Records from a collection>
---

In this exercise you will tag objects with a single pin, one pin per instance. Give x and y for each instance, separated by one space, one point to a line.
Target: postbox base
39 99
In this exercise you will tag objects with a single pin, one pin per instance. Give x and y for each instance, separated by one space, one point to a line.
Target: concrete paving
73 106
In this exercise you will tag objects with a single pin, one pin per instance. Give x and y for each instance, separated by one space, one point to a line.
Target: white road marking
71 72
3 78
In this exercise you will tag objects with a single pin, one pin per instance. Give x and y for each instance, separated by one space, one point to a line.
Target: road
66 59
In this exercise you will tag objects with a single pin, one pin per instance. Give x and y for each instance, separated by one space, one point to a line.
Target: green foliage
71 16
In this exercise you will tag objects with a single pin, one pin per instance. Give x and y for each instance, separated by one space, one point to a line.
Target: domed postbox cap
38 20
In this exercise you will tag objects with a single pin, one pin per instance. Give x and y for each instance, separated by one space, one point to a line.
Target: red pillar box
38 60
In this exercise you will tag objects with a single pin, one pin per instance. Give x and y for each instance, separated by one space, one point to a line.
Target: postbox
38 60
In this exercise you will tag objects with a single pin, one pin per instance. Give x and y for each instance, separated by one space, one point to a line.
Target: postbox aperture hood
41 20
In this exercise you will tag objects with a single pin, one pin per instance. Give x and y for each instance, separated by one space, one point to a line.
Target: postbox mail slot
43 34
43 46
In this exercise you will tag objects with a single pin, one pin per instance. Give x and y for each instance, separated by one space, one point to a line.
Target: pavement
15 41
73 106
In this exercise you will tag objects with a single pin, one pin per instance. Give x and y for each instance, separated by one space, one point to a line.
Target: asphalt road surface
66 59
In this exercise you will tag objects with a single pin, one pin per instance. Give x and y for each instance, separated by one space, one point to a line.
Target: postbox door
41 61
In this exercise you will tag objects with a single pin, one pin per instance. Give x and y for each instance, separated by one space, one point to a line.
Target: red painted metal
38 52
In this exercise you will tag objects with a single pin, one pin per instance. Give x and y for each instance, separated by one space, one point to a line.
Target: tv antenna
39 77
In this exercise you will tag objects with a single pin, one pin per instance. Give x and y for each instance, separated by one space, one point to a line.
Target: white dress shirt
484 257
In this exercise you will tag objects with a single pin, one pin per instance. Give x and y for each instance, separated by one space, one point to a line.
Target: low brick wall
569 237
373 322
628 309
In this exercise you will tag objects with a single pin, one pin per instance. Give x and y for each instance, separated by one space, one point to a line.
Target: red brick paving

---

Your task>
Reproduce every record above, word for word.

Written answer>
In this exercise you will tag objects with a single pin, one pin per instance. Give x and y for each instance, separated by one space, one point to a line.
Target: postbox base
39 99
In this exercise you will tag objects with a single pin, one pin per instance. Give x and y for each instance, separated by one space, one point to a line.
Target: concrete paving
73 106
In this exercise you will tag objects with a single pin, one pin per instance. Give x and y for each instance, separated by one space, one point to a line.
Target: white road marking
71 72
3 78
In this exercise you will tag objects with a single pin, one pin per instance. Give x and y for each instance, separated by one space, one point to a line.
Target: road
66 59
In this exercise you will tag objects with a single pin, one pin per instance. Give x and y for each instance, separated by one space, one point to a line.
Target: green foliage
71 16
In this exercise you will tag objects with a single pin, one pin per instance. Give x and y for each instance, separated by one space, one point to a line.
Target: domed postbox cap
38 20
In this exercise you will tag objects with a single pin, one pin per instance. Give x and y for each instance, separated by one space, one point to a line.
Target: red pillar box
38 60
In this exercise you will tag objects with a single pin, one pin per instance. Give x and y for each instance, separated by one space, one point to a line.
Target: postbox
38 60
In this exercise you will tag objects with a single pin, one pin per instance. Give x and y for each instance, separated by one space, one point to a line.
Target: postbox aperture hood
41 20
In this exercise you will tag objects with a single pin, one pin per instance. Give x and y for each instance, separated by one space, one point to a line.
Target: postbox mail slot
43 34
43 46
In this exercise you will tag objects with a single pin, one pin per instance. Give x and y for each instance, separated by one space, one point to a line.
Target: pavement
15 41
73 106
In this exercise you will tag objects with a single pin, one pin per instance. Give x and y for each instance, separated by one space, one point to a line.
Target: asphalt road surface
66 59
In this exercise you will tag objects with a single pin, one pin per instance. Give x and y for each instance, separated by one space, one point to a line.
Target: postbox door
41 61
In this exercise you will tag objects with a single pin, one pin per instance. Give x and y for each instance, separated by one space, one point to a line.
Target: red painted metal
38 52
In this exercise you will tag objects with a single pin, one pin per instance. Give x and y for each instance, separated by one space, one point to a line.
Target: tv antenna
39 77
In this exercise you will tag objects with a single pin, one pin per instance. Give x and y for each instance, separated by one space, one point to a line.
Target: white dress shirt
484 257
In this exercise you will tag objects with a single pin, one pin per instance. Give x and y for each instance, separated by one space, one point to a line.
Target: low brick wall
569 237
373 322
628 309
In this exercise you will tag objects with a single pin, one pin per instance. Give x and y for each instance, separated by one space, one point to a line.
Target: red brick paving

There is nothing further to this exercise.